## [EXERCISE REQUIREMENTS]
Count the lines in the rows below that contain the string "wall", with case counting, and reply with only that number.
○ ○ ○
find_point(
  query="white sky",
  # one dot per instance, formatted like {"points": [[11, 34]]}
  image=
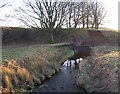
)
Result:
{"points": [[110, 5]]}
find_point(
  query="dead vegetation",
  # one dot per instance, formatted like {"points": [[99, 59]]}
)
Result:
{"points": [[31, 70], [100, 73]]}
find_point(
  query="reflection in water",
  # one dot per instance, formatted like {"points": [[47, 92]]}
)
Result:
{"points": [[71, 63]]}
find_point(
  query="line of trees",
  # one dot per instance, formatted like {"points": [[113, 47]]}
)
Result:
{"points": [[51, 14]]}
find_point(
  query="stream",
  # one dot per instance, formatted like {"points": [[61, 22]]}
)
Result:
{"points": [[63, 81]]}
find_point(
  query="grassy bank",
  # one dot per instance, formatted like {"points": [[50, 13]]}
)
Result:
{"points": [[26, 67], [100, 73]]}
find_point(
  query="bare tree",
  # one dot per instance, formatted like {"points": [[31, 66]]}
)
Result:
{"points": [[51, 14], [98, 12]]}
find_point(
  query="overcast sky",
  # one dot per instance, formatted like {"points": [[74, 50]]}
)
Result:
{"points": [[110, 5]]}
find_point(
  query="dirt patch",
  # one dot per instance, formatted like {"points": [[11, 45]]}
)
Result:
{"points": [[100, 73]]}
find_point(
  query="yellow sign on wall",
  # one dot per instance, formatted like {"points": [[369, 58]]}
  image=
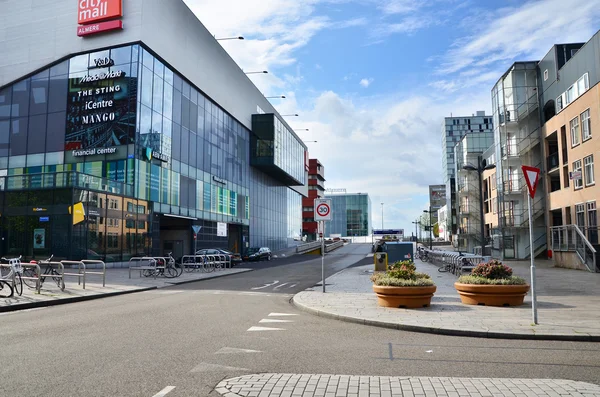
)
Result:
{"points": [[78, 213]]}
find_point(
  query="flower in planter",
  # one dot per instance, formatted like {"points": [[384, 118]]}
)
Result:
{"points": [[402, 274], [492, 273]]}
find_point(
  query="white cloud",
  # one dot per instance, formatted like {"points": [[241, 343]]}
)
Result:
{"points": [[366, 82], [527, 32]]}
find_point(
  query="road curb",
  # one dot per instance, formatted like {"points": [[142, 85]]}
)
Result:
{"points": [[443, 331], [75, 299], [209, 278], [64, 301]]}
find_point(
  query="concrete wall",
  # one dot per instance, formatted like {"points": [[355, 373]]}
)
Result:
{"points": [[34, 33]]}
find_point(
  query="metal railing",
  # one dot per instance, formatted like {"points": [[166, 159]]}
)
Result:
{"points": [[571, 239]]}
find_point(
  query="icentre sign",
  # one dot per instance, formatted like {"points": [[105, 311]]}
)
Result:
{"points": [[91, 11]]}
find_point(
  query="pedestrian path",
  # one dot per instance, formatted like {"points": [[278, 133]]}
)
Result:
{"points": [[117, 282], [568, 302], [313, 385]]}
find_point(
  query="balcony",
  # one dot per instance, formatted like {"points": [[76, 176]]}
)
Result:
{"points": [[552, 162]]}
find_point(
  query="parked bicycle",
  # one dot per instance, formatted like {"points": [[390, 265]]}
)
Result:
{"points": [[11, 282], [49, 271]]}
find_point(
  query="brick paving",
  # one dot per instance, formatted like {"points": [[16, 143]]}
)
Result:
{"points": [[568, 302], [314, 385], [117, 281]]}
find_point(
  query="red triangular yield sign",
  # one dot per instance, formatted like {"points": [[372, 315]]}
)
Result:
{"points": [[532, 177]]}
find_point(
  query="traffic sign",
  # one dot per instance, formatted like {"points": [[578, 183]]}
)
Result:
{"points": [[322, 210], [532, 177]]}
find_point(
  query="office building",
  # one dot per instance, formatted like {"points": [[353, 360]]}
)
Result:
{"points": [[114, 142], [316, 189], [351, 215], [453, 130]]}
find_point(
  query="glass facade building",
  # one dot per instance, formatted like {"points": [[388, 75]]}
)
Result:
{"points": [[351, 215], [113, 153]]}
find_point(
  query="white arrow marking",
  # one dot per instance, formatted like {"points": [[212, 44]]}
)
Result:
{"points": [[251, 329], [266, 285], [281, 314], [272, 320], [207, 367], [279, 286], [233, 350], [164, 391]]}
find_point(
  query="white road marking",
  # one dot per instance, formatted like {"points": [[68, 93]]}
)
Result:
{"points": [[251, 329], [279, 286], [281, 314], [207, 367], [272, 320], [266, 285], [164, 391], [234, 350]]}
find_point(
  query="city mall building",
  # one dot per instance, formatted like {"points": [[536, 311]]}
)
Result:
{"points": [[123, 124]]}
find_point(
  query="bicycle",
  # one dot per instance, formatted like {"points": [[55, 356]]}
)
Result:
{"points": [[49, 271], [13, 278]]}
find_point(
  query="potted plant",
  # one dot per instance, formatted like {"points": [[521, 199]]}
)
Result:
{"points": [[492, 284], [402, 286]]}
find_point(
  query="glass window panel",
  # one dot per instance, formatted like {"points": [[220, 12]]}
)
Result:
{"points": [[56, 131], [4, 137], [38, 100], [57, 96], [20, 99], [18, 136], [157, 94], [5, 103], [37, 134]]}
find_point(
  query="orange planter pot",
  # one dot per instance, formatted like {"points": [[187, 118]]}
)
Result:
{"points": [[492, 295], [405, 297]]}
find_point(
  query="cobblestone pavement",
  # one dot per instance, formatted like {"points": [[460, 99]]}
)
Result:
{"points": [[296, 385], [117, 282], [568, 302]]}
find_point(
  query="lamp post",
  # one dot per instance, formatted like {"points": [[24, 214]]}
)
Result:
{"points": [[481, 166], [416, 231], [430, 228]]}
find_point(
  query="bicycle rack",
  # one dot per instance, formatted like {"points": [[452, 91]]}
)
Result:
{"points": [[102, 273], [80, 275]]}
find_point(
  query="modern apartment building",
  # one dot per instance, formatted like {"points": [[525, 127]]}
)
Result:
{"points": [[453, 130], [116, 137], [467, 152], [316, 189], [571, 112], [351, 215]]}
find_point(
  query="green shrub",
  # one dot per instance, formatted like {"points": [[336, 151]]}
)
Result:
{"points": [[493, 270], [511, 280], [408, 265], [385, 280]]}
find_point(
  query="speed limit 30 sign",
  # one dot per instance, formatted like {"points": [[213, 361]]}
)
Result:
{"points": [[322, 209]]}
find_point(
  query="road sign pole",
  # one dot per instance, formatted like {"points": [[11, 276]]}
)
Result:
{"points": [[323, 255], [533, 294]]}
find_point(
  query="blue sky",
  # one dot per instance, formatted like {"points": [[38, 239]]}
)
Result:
{"points": [[372, 80]]}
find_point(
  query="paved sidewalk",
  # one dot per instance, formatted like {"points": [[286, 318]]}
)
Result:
{"points": [[117, 282], [296, 385], [568, 306]]}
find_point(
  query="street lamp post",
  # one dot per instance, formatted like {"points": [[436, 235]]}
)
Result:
{"points": [[481, 166], [430, 229]]}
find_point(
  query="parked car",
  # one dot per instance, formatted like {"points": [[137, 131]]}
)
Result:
{"points": [[234, 258], [258, 254]]}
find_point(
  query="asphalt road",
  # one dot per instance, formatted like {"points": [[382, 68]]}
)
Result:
{"points": [[194, 335]]}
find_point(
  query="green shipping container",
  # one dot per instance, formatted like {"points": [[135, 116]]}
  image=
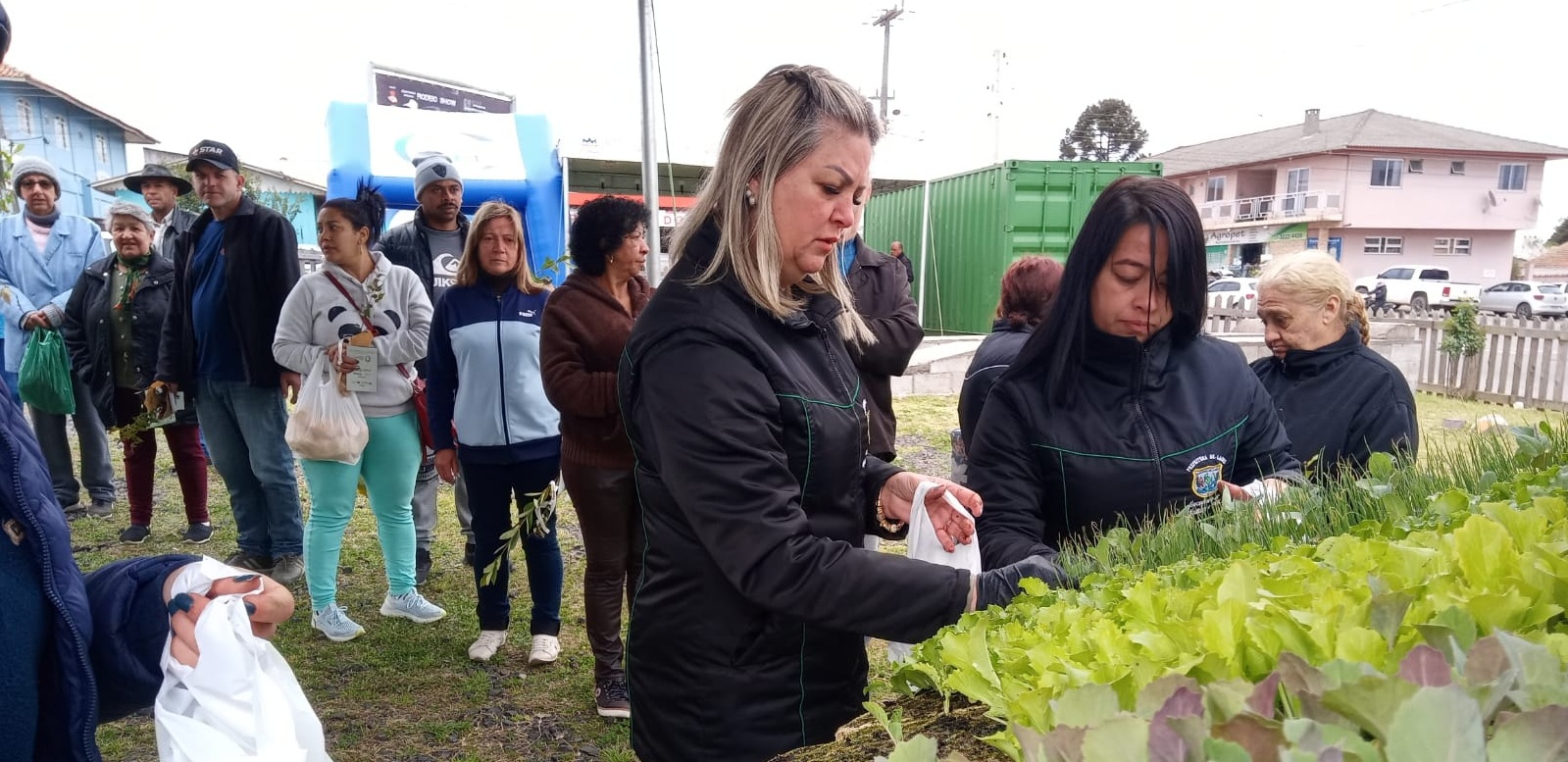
○ ○ ○
## [THE RESULT]
2